• Rows
────────────────────────────────────────

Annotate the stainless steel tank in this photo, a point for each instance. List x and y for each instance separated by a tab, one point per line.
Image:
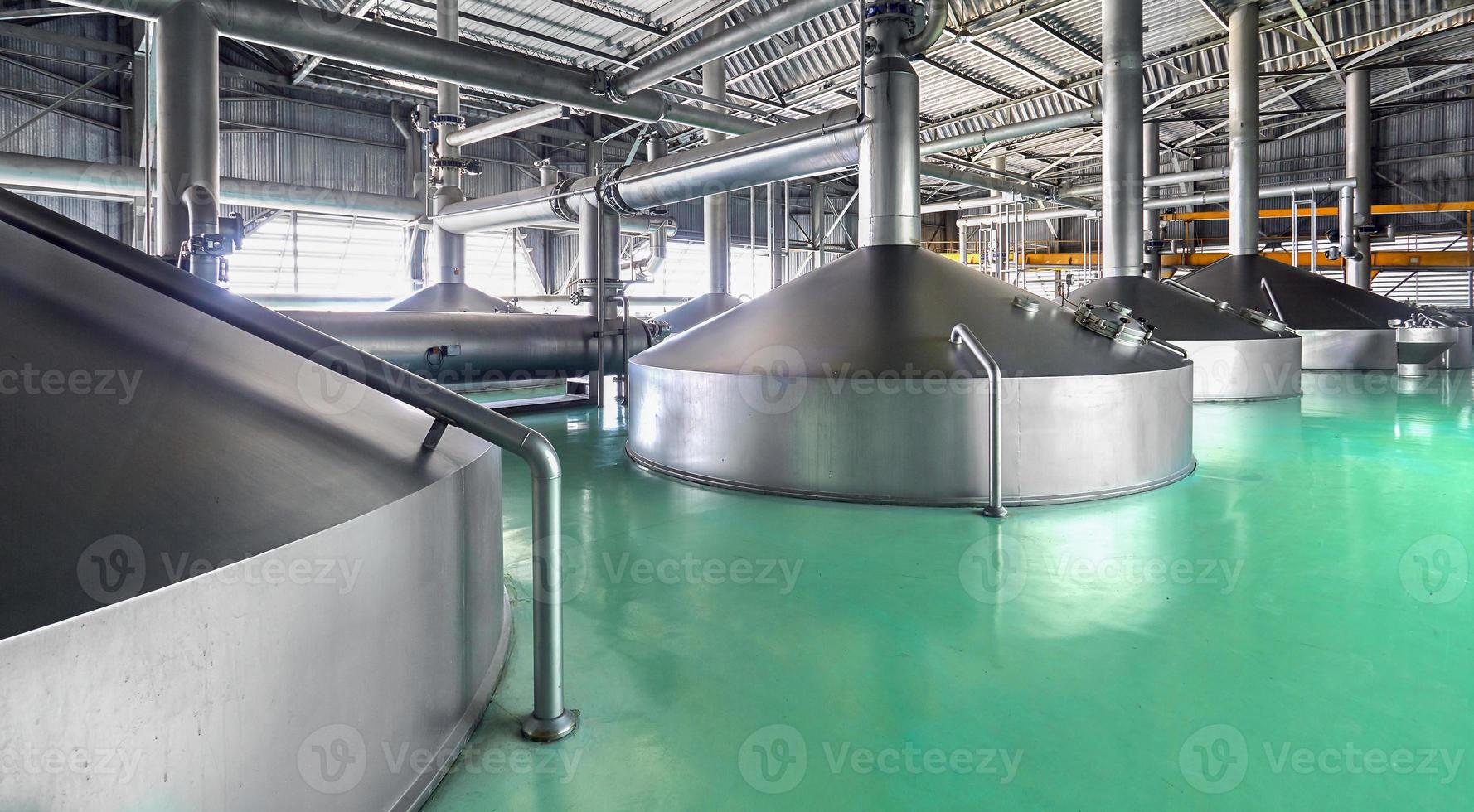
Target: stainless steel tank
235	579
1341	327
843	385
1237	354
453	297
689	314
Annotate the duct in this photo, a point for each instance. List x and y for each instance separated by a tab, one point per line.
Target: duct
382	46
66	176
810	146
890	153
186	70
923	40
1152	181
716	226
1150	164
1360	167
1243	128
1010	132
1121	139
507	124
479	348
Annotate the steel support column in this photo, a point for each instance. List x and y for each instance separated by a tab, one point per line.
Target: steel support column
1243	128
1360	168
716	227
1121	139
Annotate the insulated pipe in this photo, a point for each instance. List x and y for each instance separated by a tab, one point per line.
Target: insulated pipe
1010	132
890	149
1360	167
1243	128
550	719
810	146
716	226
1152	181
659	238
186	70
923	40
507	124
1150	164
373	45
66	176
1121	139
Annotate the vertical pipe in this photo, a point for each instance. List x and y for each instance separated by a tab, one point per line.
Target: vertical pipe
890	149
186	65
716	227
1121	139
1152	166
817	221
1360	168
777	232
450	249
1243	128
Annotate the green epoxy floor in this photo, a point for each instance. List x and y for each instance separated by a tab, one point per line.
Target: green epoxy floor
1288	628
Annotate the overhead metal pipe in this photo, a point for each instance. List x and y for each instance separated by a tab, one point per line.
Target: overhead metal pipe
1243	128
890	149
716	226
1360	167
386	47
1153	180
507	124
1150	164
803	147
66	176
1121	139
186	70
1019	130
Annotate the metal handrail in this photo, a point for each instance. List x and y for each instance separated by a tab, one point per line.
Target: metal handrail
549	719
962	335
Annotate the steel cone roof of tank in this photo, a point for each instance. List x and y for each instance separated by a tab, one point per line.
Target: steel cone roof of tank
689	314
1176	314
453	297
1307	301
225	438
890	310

────────────────────────────────────────

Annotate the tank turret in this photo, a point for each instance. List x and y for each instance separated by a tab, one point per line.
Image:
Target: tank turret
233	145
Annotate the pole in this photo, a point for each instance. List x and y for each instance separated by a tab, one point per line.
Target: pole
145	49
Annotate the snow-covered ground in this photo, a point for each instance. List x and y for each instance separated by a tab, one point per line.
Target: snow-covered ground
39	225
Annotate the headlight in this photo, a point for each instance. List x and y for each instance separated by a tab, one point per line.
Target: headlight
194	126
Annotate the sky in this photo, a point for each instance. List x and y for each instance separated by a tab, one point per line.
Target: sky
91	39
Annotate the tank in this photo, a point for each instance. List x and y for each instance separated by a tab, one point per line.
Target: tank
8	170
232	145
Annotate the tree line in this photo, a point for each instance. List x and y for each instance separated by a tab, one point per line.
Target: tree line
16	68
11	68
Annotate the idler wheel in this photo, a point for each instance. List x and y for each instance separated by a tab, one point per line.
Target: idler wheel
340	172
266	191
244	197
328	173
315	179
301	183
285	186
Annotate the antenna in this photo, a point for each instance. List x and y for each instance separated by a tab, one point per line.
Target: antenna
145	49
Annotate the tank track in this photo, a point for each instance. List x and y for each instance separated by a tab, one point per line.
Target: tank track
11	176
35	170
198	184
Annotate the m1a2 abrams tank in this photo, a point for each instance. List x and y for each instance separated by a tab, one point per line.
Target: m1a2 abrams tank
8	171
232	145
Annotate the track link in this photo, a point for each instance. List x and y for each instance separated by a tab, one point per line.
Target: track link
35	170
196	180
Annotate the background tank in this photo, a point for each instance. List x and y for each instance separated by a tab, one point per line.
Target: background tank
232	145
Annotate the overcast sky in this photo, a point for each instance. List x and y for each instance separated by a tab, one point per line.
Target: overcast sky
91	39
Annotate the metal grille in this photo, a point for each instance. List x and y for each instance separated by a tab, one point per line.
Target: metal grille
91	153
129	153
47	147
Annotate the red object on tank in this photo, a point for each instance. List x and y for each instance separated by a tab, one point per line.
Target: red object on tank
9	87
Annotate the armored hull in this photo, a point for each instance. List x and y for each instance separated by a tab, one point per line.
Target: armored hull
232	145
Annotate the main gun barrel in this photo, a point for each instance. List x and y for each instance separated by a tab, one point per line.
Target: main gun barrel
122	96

────────────────────────────────────────

• Set problem
Pick out every line of the records that contains the word "overcast" and copy each one.

• Written response
Annotate the overcast sky in this photo, a point for each instance. List x and y for each instance separated by a tab, one point per line.
Target: overcast sky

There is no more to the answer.